=== TEXTO MOSTRADO ===
————
El Lissitzky, Proun 2c, hacia 1920

≪Ni lo viejo ni lo nuevo: lo necesario≫. Así definía Tatlin en 1920 la actitud de una vanguardia decidida a construir un arte útil. Tanto su cultura de los materiales como el énfasis en la producción obedecían a la voluntad de fundir el arte con la vida, en el torbellino de un proceso de cambio político, económico, social y cultural que había arrastrado a las personas, trastocado las ideas y borrado los límites entre las actividades. ≪Lo necesario≫ era un punto de apoyo y un eje de actuación; una certeza y un programa; una estética y una ética.

Tanto o más que el Monumento a la Tercera Internacional que se expuso aquel año —y que instantáneamente se convertiría en el icono privilegiado del Constructivismo— es su Letatlin, el artefacto volador que construyo entre 1929 y 1932, la obra que mejor expresa esa ética de lo necesario. Tecnología alternativa y arte utilitario, el ingenio de Tatlin, futurista y arcaico a la vez, es una bicicleta volante popular que resume mágicamente la razón ingenieril y la razón orgánica al servicio del viejo mito del vuelo humano.

El sueño de la libertad y la utopía de la naturaleza, que son inseparables de un proyecto de emancipación social, constituyen el núcleo necesario de una escultura útil y perfecta. Construida con madera de fresno, tilo y sauce, con cuerdas y tejido de seda, con corcho, cuero y barbas de ballena, esta máquina viva es algo más que un Ícaro o un manifiesto aéreo: Letatlin es el ángel custodio de la vanguardia rusa. Un ángel fieramente humano y arrojado, tan lejano del ser solidario y cordial de las Elegías duinesas como de las alas sombrías del Angelus novus que evocara Benjamin.

En esta criatura mecánica y orgánica, celeste y terrenal, exacta e imposible, se reúne el arte con la vida y la necesidad con el proyecto. Ninguna arquitectura fue tan precisa en su conjunción de las ideas con las formas; ninguna tan elocuente en su pasión mítica y simbólica; ninguna tan luminosa y arriesgada en su aventura improbable; ninguna tan hermosa en su catástrofe abrasada, herida como un pájaro de cera que se disuelve en ceniza y sombra.

Cuando la fatiga formal de un siglo hastiado hace circular en su carrusel vertiginoso las imágenes intactas de la vanguardia rusa, es difícil no sentir en el estómago vacío la amenaza leve y ominosa de la náusea. La diplomacia artística de la glásnost, que está permitiendo conocer en detalle una época crucial, está a la vez suministrando el material para una falsificación oceánica: acaso nunca tantas formas se difundieron tan meticulosamente deshuesadas de las ideas que les dieron origen.

Podemos olvidar la historia, pero, como alguien ha dicho, es seguro que la historia no se olvidará de nosotros. La reutilización de las imágenes de los constructivistas en muchas fantasías gráficas y en algunas disneylandias de arte y ensayo es con frecuencia un ejercicio vacuo y escéptico, que saquea un rico acervo formal en aras de la novedad que demanda nuestro consumo acelerado. Y pocas cosas tan lejanas de la fibra ética y el rigor intelectual de los que reclamaron para el arte la virtud de lo necesario.
————
=== Datos de señalamiento de regiones ===
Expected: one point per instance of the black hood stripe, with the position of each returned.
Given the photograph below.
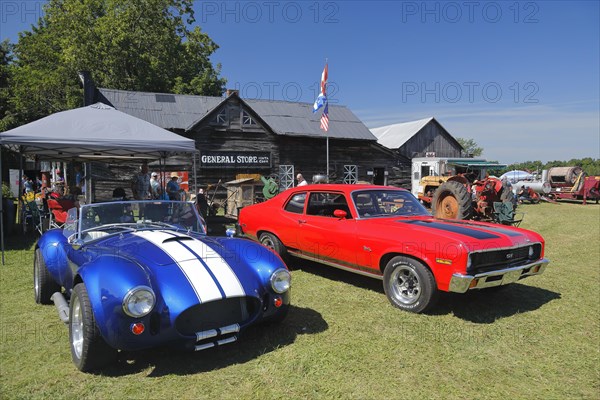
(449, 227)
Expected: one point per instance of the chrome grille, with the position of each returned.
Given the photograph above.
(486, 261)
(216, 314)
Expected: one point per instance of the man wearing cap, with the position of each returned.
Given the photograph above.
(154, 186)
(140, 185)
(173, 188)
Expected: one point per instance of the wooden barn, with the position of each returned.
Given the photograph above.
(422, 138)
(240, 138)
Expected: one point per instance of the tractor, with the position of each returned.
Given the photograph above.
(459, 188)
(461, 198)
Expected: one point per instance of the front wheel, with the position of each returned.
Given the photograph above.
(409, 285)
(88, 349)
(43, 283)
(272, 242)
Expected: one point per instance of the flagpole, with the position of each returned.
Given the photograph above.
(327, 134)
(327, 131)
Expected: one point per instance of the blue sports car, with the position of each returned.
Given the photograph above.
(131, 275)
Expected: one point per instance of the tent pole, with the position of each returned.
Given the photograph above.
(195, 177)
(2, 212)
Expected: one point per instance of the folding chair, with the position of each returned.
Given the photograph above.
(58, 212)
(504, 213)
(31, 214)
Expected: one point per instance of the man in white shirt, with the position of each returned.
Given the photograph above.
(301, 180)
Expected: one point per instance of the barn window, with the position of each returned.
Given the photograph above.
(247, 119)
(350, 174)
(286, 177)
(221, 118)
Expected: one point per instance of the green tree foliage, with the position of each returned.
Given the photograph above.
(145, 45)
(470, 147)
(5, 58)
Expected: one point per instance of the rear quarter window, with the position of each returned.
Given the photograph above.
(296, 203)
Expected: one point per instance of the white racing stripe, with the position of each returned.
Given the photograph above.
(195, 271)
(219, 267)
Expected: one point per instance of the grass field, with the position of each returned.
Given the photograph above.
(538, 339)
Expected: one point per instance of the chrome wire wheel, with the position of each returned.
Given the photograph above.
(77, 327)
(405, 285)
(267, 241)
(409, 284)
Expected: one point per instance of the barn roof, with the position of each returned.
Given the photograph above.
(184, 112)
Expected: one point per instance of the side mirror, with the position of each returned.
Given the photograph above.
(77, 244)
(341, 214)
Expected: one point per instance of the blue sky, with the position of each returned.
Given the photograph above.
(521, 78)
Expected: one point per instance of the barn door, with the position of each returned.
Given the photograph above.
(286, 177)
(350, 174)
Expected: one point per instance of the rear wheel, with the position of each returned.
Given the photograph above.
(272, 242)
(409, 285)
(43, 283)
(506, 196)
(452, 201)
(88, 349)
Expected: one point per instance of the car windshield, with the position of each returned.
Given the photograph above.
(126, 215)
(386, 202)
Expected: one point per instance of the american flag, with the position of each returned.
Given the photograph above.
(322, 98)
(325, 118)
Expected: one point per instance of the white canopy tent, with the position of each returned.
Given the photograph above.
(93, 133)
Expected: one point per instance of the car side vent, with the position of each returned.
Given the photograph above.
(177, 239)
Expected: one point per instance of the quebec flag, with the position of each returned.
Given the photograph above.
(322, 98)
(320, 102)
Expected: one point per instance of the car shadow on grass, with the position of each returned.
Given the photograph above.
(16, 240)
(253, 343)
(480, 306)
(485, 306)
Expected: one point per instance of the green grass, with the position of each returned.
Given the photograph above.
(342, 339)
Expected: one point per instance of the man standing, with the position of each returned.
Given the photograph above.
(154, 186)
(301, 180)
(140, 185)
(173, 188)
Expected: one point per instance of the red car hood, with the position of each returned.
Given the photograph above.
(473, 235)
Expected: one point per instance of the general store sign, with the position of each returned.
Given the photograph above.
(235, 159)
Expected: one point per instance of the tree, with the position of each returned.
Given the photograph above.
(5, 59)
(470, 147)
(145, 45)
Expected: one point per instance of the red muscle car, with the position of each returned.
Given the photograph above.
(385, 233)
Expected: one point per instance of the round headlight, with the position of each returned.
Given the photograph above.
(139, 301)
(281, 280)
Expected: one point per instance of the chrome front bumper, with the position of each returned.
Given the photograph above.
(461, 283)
————
=== QUÉ HARÁS ===
- 1) Duplica sin cambios el fragmento del texto sobre Tatlin que comienza en "Cuando la fatiga" y termina en "les dieron origen.".
- 2) Enumera todas las clases de madera con las que, según el texto sobre Tatlin, se construyó Letatlin.
Las líneas son un material independiente del texto sobre Tatlin.

=== RESULTADOS POR TAREA ===
- 1)
Cuando la fatiga formal de un siglo hastiado hace circular en su carrusel vertiginoso las imágenes intactas de la vanguardia rusa, es difícil no sentir en el estómago vacío la amenaza leve y ominosa de la náusea. La diplomacia artística de la glásnost, que está permitiendo conocer en detalle una época crucial, está a la vez suministrando el material para una falsificación oceánica: acaso nunca tantas formas se difundieron tan meticulosamente deshuesadas de las ideas que les dieron origen.

- 2) Fresno, tilo y sauce.